TEXT PROVIDED:
Investcorp has agreed to acquire a majority stake in Smart Managed Solutions, a UK facilities management company, in a deal reported to value the business at more than $200 million. Announced on June 22, 2026, the transaction continues a run of overseas dealmaking by the Bahrain-based alternative investment manager and will see Smart’s co-founders, Lee Bainbridge and Alex Wilkin, retain a meaningful stake in the business under the new ownership.
The investment reflects Investcorp’s appetite for cash-generative, founder-led businesses with room to scale. Under its ownership, smart managed solutions is set to pursue further organic growth alongside a targeted acquisition strategy aimed at expanding into new end markets and regions across the UK, with Investcorp backing continued investment in technology and what it describes as the further professionalization of the organization. Retaining the founders as significant shareholders is a deliberate feature of the structure, aligning the people who built the company with the next phase of its development rather than buying them out entirely.

INPUT DATA:
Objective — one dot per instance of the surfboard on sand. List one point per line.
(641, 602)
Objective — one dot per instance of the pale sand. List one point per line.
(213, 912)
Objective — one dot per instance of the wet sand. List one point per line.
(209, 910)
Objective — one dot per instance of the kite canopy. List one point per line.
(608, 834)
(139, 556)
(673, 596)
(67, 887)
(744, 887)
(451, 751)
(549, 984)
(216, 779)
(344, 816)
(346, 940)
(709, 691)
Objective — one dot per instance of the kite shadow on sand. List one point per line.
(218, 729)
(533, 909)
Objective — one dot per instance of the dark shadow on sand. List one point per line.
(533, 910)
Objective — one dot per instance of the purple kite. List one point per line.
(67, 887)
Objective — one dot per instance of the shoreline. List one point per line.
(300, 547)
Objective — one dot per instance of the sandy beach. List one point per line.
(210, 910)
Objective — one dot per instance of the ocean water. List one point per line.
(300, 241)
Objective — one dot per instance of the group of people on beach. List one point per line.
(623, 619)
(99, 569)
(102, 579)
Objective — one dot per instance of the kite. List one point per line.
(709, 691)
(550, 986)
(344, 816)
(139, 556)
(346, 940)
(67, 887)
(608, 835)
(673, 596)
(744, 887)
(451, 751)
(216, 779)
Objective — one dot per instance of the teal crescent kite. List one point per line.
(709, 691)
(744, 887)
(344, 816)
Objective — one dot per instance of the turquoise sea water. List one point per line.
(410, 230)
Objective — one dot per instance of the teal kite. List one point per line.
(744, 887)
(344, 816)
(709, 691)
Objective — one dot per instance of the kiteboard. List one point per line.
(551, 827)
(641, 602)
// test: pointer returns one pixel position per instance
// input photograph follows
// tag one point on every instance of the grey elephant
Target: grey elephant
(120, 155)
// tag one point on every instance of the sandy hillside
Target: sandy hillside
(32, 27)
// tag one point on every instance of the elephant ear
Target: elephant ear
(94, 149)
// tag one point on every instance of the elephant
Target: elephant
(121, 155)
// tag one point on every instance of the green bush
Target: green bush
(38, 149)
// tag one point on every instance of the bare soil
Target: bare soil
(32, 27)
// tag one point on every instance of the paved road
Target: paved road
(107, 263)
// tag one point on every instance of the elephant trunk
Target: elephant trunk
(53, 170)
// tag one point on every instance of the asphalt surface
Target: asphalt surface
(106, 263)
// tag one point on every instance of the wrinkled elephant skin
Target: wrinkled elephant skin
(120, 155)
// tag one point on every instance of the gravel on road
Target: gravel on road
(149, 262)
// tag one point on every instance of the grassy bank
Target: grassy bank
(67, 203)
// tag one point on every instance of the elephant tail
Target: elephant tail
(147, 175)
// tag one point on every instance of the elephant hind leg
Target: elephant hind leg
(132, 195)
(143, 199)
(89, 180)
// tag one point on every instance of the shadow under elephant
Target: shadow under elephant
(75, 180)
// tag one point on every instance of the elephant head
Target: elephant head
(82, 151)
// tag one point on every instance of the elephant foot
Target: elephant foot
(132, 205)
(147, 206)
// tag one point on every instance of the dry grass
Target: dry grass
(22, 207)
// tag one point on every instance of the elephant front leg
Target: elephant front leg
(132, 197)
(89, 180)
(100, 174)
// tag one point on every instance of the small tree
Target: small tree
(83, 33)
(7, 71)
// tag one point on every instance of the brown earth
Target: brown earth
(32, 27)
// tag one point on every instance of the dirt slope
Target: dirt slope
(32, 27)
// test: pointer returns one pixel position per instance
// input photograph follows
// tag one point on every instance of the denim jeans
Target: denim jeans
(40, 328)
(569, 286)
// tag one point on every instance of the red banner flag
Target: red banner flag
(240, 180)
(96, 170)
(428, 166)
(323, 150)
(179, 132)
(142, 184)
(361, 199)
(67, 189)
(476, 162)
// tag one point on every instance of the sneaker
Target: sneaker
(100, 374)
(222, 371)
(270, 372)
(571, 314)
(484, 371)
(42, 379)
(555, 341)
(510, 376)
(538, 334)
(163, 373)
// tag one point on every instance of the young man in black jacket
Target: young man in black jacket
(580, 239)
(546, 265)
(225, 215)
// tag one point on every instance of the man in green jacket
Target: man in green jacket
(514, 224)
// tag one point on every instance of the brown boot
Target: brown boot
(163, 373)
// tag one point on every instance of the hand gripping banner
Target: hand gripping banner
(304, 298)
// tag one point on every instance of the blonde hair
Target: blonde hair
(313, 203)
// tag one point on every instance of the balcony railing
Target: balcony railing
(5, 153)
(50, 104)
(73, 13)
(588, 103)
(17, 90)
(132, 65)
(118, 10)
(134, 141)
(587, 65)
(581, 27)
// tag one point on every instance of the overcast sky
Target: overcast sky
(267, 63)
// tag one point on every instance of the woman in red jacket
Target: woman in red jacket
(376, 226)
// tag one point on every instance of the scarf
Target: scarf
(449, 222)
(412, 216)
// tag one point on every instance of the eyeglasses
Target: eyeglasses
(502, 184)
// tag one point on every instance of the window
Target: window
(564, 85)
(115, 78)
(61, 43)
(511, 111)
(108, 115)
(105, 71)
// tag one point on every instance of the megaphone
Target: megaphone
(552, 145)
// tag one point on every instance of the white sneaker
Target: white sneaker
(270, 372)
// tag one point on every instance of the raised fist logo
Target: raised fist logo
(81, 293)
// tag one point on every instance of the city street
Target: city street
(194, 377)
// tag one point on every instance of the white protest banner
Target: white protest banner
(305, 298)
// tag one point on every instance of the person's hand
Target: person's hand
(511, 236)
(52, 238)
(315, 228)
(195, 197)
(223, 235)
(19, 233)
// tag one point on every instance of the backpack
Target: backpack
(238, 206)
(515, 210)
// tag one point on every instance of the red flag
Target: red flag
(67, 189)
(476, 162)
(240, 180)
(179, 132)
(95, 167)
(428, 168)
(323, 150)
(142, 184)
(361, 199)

PROBLEMS TO WORK ON:
1/ Write out the part of the Investcorp article between "The investment reflects" and "them out entirely.", inclusive, keeping every word unchanged.
2/ Using the Investcorp article, answer these:
(a) On what date was the transaction announced?
(b) Who are the co-founders of Smart Managed Solutions?
(c) Besides organic growth, what strategy is the company set to pursue under Investcorp's ownership?

ANSWERS FOR THE EXERCISE:
1/
The investment reflects Investcorp’s appetite for cash-generative, founder-led businesses with room to scale. Under its ownership, smart managed solutions is set to pursue further organic growth alongside a targeted acquisition strategy aimed at expanding into new end markets and regions across the UK, with Investcorp backing continued investment in technology and what it describes as the further professionalization of the organization. Retaining the founders as significant shareholders is a deliberate feature of the structure, aligning the people who built the company with the next phase of its development rather than buying them out entirely.

2/
(a) June 22, 2026.
(b) Lee Bainbridge and Alex Wilkin.
(c) A targeted acquisition strategy aimed at expanding into new end markets and regions across the UK.